== Given request ==
Rewrite the lines between the line holding "[trace] arched window -> outlines" and the line holding "M333 387L16 349L68 393L64 458L333 458Z", inclusive, swapping "steeply pitched roof" for "gable roof" and leaving everything else unchanged.

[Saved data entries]
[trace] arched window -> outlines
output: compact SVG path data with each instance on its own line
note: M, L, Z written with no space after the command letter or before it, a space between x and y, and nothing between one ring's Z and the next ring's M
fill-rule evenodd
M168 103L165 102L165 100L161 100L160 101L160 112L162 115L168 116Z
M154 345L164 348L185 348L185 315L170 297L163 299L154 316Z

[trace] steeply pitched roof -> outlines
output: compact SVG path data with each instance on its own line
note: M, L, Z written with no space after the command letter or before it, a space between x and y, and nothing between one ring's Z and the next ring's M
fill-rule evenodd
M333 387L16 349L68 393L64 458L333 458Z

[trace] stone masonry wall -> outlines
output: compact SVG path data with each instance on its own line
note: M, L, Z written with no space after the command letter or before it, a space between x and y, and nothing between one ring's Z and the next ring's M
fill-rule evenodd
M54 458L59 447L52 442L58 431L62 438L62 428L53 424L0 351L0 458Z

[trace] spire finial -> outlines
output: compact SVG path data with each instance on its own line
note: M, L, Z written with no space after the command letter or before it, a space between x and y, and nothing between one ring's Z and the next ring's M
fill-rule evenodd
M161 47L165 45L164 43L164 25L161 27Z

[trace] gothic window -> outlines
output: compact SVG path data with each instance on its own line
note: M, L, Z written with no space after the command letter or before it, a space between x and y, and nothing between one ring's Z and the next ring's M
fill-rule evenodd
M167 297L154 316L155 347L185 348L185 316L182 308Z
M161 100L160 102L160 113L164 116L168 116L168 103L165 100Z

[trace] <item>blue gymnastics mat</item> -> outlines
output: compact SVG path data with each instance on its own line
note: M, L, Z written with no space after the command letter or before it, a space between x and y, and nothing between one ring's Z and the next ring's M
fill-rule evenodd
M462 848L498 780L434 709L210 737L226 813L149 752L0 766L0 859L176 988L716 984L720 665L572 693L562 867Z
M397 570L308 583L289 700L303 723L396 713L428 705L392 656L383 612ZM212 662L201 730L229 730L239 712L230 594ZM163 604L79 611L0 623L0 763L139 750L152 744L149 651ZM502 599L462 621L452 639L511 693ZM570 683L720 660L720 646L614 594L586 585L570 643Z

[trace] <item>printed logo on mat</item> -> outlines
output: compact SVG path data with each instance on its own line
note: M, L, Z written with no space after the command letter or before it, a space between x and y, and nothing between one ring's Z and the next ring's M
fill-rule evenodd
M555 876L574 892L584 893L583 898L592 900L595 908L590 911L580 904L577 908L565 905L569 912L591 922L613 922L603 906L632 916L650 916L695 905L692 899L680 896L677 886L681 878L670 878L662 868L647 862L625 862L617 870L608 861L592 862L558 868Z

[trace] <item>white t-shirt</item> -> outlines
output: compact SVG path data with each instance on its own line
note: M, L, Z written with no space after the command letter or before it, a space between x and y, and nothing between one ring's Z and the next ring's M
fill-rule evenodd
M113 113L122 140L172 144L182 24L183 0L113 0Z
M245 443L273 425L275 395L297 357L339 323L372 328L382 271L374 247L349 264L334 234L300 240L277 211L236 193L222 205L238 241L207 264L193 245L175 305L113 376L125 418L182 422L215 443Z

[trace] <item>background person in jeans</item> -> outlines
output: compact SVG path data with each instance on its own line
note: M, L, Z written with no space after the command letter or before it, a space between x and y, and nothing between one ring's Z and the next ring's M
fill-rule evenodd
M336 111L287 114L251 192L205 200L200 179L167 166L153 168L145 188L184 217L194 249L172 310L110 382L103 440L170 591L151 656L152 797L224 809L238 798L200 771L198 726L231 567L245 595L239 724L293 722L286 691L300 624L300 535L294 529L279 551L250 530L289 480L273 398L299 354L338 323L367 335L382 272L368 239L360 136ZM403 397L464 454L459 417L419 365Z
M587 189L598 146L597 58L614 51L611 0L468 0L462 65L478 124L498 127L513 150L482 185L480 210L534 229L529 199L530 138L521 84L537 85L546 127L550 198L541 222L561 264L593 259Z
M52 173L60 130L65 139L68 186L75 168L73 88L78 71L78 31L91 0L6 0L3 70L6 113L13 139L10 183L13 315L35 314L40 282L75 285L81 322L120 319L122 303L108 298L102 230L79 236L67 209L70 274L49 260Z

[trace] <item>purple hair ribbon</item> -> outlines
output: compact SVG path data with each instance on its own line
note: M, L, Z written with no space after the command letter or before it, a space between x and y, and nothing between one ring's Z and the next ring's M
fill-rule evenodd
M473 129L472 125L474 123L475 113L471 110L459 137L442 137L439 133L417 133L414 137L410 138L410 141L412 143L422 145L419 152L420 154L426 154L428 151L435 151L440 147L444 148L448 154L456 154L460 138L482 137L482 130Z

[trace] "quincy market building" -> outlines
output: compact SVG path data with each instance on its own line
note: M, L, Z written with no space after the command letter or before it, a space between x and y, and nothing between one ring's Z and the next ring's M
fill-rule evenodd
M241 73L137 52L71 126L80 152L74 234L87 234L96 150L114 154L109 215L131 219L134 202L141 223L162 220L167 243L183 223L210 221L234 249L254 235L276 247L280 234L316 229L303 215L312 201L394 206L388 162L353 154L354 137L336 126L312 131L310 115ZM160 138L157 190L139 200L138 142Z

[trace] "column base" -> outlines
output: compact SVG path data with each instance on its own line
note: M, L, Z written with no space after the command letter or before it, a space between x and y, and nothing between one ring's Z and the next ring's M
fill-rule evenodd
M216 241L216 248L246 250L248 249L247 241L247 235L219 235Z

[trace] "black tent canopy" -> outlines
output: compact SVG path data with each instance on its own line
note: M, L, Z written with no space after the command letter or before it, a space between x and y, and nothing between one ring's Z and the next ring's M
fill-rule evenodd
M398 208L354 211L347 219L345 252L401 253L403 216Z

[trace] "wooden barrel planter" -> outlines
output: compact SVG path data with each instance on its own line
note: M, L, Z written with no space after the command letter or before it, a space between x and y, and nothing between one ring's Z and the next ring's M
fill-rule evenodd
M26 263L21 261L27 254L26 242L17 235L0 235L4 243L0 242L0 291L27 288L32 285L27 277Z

...

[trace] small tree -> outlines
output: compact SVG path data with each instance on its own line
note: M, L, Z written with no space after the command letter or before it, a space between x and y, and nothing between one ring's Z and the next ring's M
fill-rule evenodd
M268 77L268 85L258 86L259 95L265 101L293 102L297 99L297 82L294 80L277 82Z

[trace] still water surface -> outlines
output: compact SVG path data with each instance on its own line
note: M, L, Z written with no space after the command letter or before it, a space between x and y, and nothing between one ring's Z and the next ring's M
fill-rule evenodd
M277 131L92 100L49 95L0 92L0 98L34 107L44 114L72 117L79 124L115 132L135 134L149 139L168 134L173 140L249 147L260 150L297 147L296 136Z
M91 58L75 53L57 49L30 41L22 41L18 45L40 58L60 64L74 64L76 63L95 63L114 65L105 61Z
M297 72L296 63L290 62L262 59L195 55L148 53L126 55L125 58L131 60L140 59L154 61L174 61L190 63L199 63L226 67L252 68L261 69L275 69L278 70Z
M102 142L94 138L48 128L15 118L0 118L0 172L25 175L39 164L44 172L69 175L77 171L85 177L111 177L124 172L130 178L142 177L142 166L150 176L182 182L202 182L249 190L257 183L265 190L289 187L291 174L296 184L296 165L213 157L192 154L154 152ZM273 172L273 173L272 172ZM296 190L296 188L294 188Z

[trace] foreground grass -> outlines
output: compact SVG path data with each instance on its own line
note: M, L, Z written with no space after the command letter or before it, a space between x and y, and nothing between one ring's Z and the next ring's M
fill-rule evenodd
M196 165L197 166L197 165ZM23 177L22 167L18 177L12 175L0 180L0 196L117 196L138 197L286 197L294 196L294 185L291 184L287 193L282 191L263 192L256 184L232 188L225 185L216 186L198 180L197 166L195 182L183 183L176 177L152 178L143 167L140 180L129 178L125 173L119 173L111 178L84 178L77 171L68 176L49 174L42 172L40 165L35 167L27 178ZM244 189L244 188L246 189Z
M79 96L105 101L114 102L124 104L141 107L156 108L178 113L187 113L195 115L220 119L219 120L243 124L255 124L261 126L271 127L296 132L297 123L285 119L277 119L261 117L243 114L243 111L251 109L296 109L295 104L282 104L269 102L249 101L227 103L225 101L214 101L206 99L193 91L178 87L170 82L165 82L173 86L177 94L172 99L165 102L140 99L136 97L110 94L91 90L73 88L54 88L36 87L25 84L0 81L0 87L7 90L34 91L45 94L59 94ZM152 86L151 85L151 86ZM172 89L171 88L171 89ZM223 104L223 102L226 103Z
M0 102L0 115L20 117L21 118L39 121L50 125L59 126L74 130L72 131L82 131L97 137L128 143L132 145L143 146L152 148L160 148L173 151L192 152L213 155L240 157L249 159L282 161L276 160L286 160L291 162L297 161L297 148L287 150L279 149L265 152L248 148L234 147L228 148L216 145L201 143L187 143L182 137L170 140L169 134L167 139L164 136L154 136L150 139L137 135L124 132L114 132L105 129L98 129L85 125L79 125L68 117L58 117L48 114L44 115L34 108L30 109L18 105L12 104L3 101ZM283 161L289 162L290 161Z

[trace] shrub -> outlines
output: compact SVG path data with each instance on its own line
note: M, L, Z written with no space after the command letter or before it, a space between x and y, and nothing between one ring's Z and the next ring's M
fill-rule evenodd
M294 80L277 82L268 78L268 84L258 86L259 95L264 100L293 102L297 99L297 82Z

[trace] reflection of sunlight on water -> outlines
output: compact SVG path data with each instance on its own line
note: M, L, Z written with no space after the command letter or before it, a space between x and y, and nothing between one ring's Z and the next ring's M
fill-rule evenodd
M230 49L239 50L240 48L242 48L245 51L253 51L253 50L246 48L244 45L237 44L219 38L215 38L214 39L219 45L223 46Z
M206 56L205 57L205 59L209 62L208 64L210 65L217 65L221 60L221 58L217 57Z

* * *

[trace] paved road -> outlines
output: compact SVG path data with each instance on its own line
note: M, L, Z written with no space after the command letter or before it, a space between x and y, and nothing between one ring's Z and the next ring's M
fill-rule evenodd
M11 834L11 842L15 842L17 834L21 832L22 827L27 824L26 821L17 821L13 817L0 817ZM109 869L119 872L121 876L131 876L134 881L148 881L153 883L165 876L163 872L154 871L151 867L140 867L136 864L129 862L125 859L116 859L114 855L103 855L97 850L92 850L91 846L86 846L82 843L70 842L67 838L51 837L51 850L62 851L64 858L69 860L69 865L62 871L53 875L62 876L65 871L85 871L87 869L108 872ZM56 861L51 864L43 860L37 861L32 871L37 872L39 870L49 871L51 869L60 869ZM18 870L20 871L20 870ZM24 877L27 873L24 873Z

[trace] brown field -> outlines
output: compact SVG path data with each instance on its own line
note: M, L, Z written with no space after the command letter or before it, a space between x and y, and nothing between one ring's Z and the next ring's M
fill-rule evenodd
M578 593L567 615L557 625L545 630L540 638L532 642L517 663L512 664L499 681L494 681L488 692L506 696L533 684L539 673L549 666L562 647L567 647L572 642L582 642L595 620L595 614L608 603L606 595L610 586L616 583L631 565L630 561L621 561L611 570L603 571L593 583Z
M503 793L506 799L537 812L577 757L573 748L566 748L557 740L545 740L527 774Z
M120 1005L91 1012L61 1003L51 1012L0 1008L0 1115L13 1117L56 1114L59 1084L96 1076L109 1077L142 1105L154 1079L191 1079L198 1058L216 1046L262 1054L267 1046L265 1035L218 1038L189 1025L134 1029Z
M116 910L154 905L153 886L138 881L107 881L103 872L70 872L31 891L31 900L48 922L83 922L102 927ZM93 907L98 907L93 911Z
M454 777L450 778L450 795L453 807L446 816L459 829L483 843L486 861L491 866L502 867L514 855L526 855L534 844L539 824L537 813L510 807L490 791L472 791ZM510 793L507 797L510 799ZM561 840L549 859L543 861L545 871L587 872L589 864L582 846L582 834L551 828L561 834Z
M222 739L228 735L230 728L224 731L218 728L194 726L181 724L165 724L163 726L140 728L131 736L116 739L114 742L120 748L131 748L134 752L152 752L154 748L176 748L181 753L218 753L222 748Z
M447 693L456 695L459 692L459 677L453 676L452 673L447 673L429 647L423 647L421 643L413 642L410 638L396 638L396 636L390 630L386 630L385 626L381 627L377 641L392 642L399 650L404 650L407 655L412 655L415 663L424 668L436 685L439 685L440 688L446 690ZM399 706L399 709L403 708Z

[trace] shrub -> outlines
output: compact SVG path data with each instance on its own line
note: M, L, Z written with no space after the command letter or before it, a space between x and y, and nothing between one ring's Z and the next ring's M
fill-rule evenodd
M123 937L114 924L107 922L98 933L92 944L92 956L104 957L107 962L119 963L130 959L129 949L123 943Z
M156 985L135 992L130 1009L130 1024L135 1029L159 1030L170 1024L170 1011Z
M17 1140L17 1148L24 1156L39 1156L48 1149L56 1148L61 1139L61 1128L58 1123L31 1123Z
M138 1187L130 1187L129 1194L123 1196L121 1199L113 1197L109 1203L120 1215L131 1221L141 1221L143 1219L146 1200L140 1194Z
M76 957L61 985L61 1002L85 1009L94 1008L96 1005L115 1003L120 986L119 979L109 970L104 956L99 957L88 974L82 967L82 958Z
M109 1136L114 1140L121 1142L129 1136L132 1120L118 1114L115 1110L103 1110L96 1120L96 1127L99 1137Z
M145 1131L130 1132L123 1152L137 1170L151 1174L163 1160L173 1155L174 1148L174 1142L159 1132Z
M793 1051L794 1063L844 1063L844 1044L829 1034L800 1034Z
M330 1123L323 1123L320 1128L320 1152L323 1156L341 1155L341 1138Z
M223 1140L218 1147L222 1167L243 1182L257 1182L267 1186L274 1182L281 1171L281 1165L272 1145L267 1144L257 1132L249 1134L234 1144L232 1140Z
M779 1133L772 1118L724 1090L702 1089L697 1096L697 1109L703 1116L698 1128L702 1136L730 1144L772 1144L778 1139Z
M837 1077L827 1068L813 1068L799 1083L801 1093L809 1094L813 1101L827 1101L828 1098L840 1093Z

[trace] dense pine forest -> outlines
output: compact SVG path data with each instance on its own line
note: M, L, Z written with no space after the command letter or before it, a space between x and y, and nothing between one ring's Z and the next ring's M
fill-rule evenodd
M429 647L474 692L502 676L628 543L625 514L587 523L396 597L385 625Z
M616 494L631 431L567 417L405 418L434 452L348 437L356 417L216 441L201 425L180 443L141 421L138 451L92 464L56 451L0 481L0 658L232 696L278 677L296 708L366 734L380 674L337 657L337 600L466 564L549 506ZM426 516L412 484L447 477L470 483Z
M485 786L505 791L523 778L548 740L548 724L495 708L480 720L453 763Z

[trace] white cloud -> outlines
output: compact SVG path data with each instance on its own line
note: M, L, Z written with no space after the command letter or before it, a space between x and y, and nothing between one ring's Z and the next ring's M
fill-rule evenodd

== Complete output ==
[trace] arched window -> outlines
output: compact SVG path data with each instance on its own line
note: M, L, Z written with no space after the command letter or before it, a space between x and y, and nothing between one ring's Z and the next ring's M
fill-rule evenodd
M168 103L165 102L165 100L161 100L160 101L160 112L162 115L168 116Z
M154 345L164 348L185 348L185 315L170 297L163 299L154 316Z

[trace] gable roof -> outlines
output: compact SVG path data with each instance on its own line
note: M, L, Z written with no space after the command letter or before it, a space between x and y, and nothing between one ring's Z and the next ring's M
fill-rule evenodd
M333 387L16 349L68 393L64 458L333 458Z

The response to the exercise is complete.